*The task:* Reproduce the lines below, replacing every occurrence of "Markers" with "Points" and leaving everything else unchanged. Leave the pictures out of your answer.

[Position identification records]

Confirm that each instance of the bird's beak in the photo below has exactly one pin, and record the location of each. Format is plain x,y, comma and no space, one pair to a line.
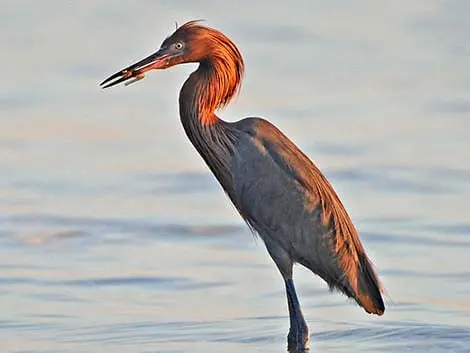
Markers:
136,71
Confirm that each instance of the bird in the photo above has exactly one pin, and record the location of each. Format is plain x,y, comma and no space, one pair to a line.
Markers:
279,192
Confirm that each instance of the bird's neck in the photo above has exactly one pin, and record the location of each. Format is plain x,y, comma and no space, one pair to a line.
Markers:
212,137
209,88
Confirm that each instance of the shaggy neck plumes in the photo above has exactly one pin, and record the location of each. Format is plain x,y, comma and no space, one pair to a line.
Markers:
215,82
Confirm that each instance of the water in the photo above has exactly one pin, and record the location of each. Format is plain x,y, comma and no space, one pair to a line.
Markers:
115,237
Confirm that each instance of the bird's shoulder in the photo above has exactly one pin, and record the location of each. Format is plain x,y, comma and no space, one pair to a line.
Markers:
271,167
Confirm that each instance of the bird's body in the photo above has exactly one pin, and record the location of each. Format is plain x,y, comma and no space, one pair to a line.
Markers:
275,187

*Answer for this exercise:*
Confirm that each instance of the bird's beak in the photo below has exactly one pin, and record the location of each. Format is plain x,y, comma and no space, one pair to a line.
Points:
136,71
Confirm that each instance of the bird in the photo above has exactly one pin, and record the location of each. Format is plain x,y, comma and no space, one pair to a line.
Points:
279,192
Confirm that each instance of the bird's neck in the photo above has exactly one pin, and record the location of each. Format is plain x,y, comma and no space, one pair to a line.
Points:
212,137
209,88
Confirm that each instance of the shaggy neck plumes in the photo above has exactly one pin, and record the location of each. Format is plain x,y, comma and no space, one pair to a line.
Points:
215,82
Confirm that each instance of the water in the photo above has exactly one pin, and record the location of each. Format is plain x,y, comma and no space, one pair to a line.
Points:
115,237
Confirm that each instance of the bird's shoulder in the photo above has exactly one pin, and record the location of each. Format is plain x,y, comma and no space, one pair to a line.
Points:
271,167
Confirm that each instance of the bird's body in the photo above has exactly one pin, and record the location of each. Format is plain x,y, comma and no space, one pair to a line.
Points:
275,187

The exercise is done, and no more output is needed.